§ Document text
§

Nearly four years ago at the 4th Annual Stewards of Change Conference a hundred senior human service leaders gathered from across the nation to discuss how we could help accelerate implementing information-sharing and interoperability. During the second day of the conference we watched the inauguration of President Obama together. It was an inspiring moment, many of us had tears in our eyes and everyone had optimism in our hearts. When we originally planned the conference we had no idea it was going to occur during the inauguration, nor did we anticipate that the nation would elect the first black president. It was indeed an authentic ‘kumbaya’ moment. As it turned out we couldn’t have picked a more poignant date.
Yet despite the momentum and optimism we cannot rest. The proverbial table has been set, a few appetizers have been served but the meal is still cooking. In other words, actualizing the vision of interoperability at scale will require doubling down our efforts to take full advantage of the opportunities that have matured over the past few years. New policies, guidance and financing are enabling change in a unique and once-in-a-career way. A few of the critical change drivers include HITECH (Health Information Technology for Economic and Clinical Health), ARRA (American Recovery and Reinvestment Act) , PPACA (The Patient Protection and Affordable Care Act), and OMB Circular A-87 which relaxes the complex and vexing cost allocation requirements for cross utilizing funding to share technology costs through 2015. Together these changes enable and encourage state and local governments to build or modernize new systems that interoperate, share data and leverage investments to offer ‘no wrong door’ solutions. The results will be integrated eligibility, streamlined enrollment, better service coordination, robust data systems and flexible technology that can adapt to new requirements and change. The potential is real, but we must act now before the opportunities slip through our fingers.
Huge risks remain that could scuttle the opportunity of a lifetime. The next phase will require even more courage, data, creativity and chutzpah to challenge norms, invent new ways of doing business, collaborate more closely and act with conviction in the face of uncertainty, skepticism and the daunting forces of inertia, fear and status quo.

§

§ What this exercise asks
- A) In the passage on interoperability, what did the conference attendees watch together on the second day?
- B) Quote the passage on interoperability from "Huge risks remain" to "and status quo.", inclusive.
Answer from the passage on interoperability alone.

§ Material provided

§

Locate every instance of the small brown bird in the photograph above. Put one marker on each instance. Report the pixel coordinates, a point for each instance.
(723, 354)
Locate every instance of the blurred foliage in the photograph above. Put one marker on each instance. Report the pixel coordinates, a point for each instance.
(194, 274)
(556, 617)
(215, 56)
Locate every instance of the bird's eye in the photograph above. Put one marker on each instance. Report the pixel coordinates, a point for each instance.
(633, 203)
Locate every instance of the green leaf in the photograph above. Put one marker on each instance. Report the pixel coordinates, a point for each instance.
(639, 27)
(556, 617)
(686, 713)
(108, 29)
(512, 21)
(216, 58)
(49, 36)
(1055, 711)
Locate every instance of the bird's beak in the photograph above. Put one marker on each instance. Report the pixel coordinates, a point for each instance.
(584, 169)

§

§ Solutions below
- A) They watched the inauguration of President Obama.

- B)
Huge risks remain that could scuttle the opportunity of a lifetime. The next phase will require even more courage, data, creativity and chutzpah to challenge norms, invent new ways of doing business, collaborate more closely and act with conviction in the face of uncertainty, skepticism and the daunting forces of inertia, fear and status quo.